#### DESCRIPTION OF THE TASK
Transcribe the records that follow exactly. Skip the pictures.

#### DATA RECORDS
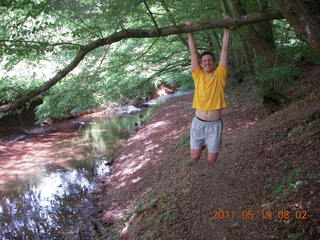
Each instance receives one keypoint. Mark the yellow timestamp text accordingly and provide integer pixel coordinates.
(262, 214)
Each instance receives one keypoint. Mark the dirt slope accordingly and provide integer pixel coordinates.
(156, 192)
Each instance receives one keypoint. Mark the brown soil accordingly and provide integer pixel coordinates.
(156, 192)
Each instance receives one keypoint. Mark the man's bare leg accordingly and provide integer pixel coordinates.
(195, 154)
(212, 157)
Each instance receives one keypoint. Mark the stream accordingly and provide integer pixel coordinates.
(46, 179)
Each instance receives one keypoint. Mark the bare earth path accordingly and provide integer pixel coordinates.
(144, 162)
(156, 192)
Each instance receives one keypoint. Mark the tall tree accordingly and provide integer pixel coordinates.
(261, 40)
(304, 22)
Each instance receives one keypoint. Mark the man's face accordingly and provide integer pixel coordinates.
(207, 63)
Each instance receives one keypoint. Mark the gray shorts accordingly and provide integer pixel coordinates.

#### RESULT
Each instance receives one keypoint. Mark the yellow timestamp text accordingly and provide integer pixel coordinates.
(262, 214)
Each instance receives one keypoint. Mark the dirt slope accordingly and provide integer pixel coordinates.
(156, 192)
Each instance receives one keypoint. Mark the brown soil accordingly and provide integer pixel coordinates.
(156, 192)
Each instance receives one keypoint. Mark the man's bare leg accordingly and provide integer pixel coordinates.
(195, 154)
(212, 157)
Each instance receives one keypoint. Mark the stream accordingly and provide integer pixel coordinates.
(46, 179)
Each instance receives one keypoint. Mark the bare earth path accordingly and provide integer pixel coordinates.
(144, 162)
(156, 192)
Each instance receives one keypoint. Mark the tall tree accordingly and provide integer pixel coordinates.
(261, 40)
(304, 22)
Each instance receives one keypoint. Mark the man's face accordingly and provide integer pixel coordinates.
(207, 63)
Each instance receives one keypoint. Mark the gray shorts accordingly and provide integer pixel coordinates.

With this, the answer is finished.